Ominvo beta launches July 23, 2026 — only 10 spots remain Join the waitlist →
All posts
Building OminvoDay 61

Day 61: Why your auto-rollback should ignore Stripe outages

June 25, 20264 min read

Yesterday we wired up Sentry and a health check endpoint. Today we made the site auto-heal when our code breaks. Took three versions to get right — and the bug we almost shipped was the kind that gets you a 3 AM PagerDuty page.

Here's what we built and the lesson it took us three tries to learn.

What we shipped

A GitHub Actions cron job that hits a health endpoint every 5 minutes. If three consecutive checks fail, it rolls back to the previous deployment automatically. Self-healing infrastructure without a $25/month monitoring SaaS, because we're pre-launch and every dollar matters.

If we push a bad deploy at 2 AM, by 2:06 AM the site is back on yesterday's working code. We sleep. Nobody on a customer team gets a Monday morning surprise.

Version 1 — the obvious version that would have broken us

First pass was the version every tutorial shows you. Health check fails, roll back. Done.

Then I sat with it for an hour and thought through what actually happens during a third-party outage.

Stripe has an outage. They do — they had one in March 2026. Our /api/health endpoint checks Stripe as part of its routine. During the outage, our health check returns 503. Auto-rollback fires. We roll back to yesterday's deployment.

(Records from a data collection):
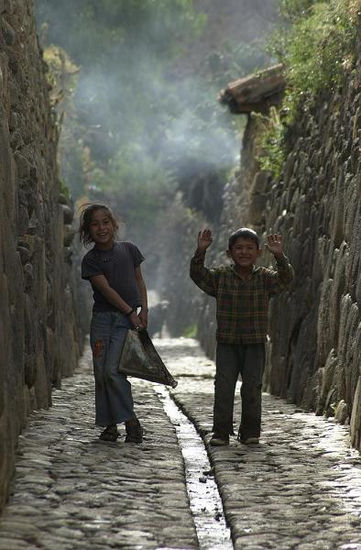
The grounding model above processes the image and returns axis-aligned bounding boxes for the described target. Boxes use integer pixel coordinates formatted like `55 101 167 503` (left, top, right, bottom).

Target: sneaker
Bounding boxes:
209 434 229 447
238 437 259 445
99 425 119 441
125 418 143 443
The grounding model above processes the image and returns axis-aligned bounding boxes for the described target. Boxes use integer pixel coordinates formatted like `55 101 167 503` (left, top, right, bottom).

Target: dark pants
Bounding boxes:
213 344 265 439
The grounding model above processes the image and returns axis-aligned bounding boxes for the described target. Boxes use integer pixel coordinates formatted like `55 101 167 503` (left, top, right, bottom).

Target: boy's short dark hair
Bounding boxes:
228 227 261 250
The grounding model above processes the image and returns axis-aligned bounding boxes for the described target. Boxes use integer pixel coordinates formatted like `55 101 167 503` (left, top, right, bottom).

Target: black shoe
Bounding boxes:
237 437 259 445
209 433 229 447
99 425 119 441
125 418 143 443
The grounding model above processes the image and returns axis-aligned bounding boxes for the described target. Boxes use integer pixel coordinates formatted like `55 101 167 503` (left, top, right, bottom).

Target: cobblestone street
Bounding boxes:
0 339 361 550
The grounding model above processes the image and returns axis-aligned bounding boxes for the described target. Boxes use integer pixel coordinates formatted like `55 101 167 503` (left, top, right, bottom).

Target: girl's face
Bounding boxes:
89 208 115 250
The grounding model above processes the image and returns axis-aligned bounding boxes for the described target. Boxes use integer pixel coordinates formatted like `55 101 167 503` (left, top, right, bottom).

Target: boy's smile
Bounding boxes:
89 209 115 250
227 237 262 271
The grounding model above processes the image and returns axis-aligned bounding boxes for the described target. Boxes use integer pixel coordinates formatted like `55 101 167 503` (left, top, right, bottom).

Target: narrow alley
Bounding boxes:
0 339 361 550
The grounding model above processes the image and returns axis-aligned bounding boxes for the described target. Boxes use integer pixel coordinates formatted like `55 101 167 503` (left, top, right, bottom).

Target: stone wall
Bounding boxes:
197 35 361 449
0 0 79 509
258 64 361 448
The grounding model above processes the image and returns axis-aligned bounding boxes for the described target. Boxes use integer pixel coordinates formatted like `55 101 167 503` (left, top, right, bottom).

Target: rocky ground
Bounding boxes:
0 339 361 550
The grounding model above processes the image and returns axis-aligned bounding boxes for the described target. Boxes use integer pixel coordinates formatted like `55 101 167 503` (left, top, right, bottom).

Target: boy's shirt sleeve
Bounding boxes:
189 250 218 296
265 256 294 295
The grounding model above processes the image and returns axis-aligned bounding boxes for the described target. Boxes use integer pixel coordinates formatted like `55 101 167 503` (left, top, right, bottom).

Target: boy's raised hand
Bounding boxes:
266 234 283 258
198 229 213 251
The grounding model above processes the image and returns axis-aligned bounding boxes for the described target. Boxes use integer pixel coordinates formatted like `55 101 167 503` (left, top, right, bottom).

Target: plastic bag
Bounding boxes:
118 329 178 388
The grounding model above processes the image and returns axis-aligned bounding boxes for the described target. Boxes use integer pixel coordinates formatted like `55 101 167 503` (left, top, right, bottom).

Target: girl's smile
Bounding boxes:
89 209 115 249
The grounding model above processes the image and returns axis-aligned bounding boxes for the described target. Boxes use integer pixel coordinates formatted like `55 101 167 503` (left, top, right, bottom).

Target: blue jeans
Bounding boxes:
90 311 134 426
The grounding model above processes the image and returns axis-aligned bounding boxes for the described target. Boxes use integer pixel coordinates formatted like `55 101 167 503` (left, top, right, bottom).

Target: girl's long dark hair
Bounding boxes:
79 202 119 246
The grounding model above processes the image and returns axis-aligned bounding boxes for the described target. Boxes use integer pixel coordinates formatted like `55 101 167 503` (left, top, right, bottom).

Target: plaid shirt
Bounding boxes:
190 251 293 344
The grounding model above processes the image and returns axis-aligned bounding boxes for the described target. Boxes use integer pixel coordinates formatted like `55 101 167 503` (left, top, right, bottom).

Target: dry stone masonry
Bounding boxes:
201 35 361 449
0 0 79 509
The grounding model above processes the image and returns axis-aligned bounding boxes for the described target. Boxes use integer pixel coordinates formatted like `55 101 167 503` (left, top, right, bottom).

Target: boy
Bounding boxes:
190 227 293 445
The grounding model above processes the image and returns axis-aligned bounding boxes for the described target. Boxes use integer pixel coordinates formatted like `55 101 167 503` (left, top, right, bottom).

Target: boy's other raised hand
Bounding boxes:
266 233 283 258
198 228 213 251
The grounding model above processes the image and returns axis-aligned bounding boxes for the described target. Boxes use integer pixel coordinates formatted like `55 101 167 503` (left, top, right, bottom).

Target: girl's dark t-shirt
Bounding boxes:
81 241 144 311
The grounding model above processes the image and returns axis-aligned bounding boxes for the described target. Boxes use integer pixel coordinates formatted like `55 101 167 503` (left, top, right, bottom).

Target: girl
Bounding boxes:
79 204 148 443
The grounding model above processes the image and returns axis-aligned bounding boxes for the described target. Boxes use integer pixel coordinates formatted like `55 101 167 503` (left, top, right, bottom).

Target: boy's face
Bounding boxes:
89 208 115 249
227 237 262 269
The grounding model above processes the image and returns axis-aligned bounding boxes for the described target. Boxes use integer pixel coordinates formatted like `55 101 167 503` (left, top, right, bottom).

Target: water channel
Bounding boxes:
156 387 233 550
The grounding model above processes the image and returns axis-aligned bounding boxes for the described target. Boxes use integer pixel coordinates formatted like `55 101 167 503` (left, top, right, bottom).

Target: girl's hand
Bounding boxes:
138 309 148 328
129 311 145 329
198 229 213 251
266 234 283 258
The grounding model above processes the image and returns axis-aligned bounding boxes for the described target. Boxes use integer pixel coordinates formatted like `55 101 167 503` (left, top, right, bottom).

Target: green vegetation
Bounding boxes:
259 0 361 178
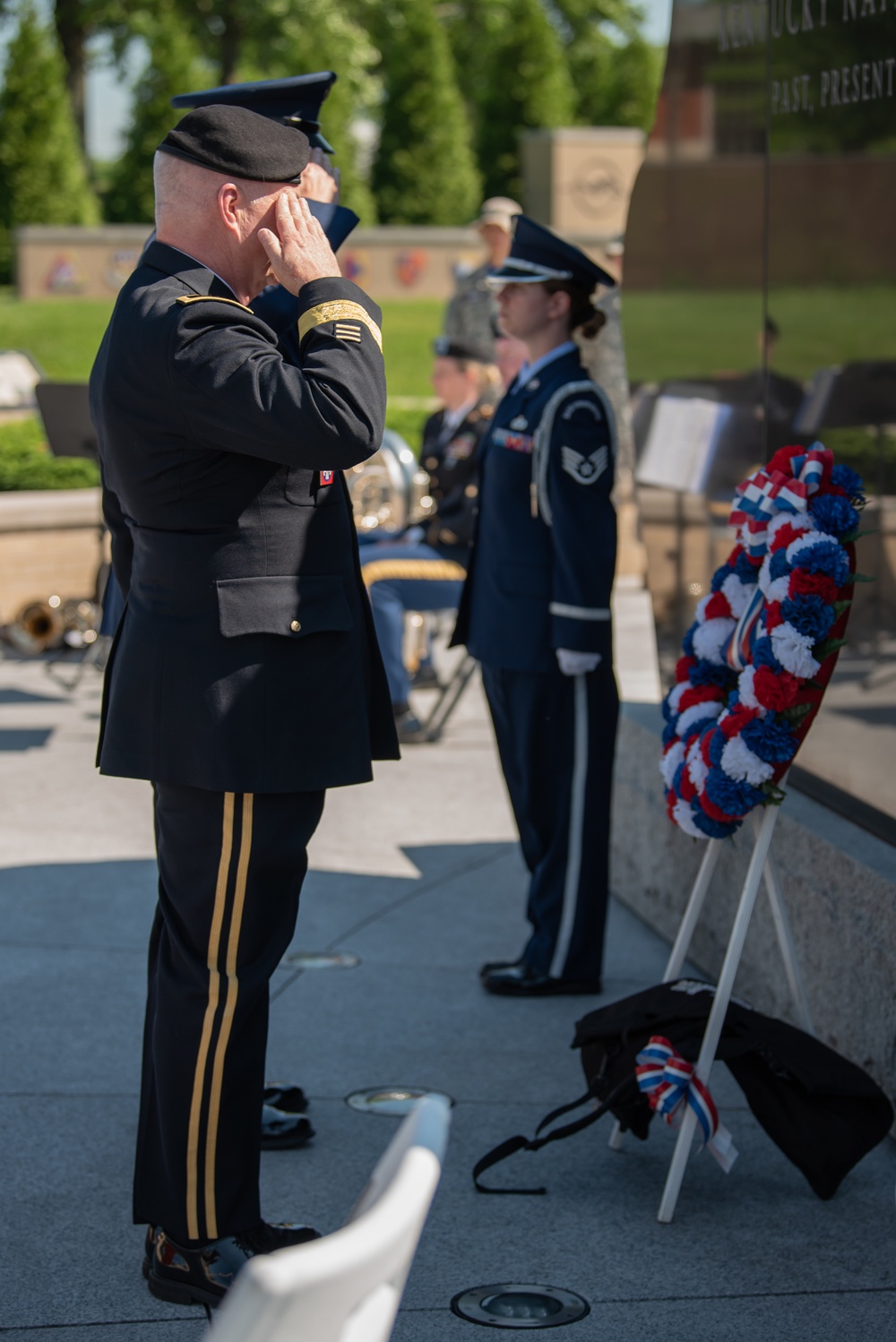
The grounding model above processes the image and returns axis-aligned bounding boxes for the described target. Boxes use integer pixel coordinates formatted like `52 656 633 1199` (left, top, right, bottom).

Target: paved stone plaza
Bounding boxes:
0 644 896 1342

(Problem to work on):
Write the next part of the post on auto-rollback during Stripe outages, starting after its final sentence.

(Output for this exercise):
But yesterday's deployment also calls Stripe. It's also broken. We've just deployed an old, untested version of our app on top of a new one — for a problem the rollback can't fix. When Stripe eventually recovers, we're now running stale code we never intended to ship. And we have no automated way to roll forward.

This is the third-party dependency chain problem every SaaS has had to learn the hard way since the 2025 AWS and Cloudflare outages. Auto-rollback that doesn't know the difference between our bug and the internet's bug makes outages worse, not better.

Version 2 — three-layer confirmation

Second version added confirmation. Don't roll back on the first 503. Wait 5 minutes, check again. Wait one more minute, check a third time. Only roll back if all three checks fail.

This cut the false alarms from transient blips. But the actual problem stayed. A sustained Stripe outage of 7+ minutes still triggers all three checks and still rolls back to yesterday's equally-broken code.

The misfire was rarer, not gone.

Version 3 — shallow versus deep

The fix wasn't more retries. It was splitting health checks into two separate things.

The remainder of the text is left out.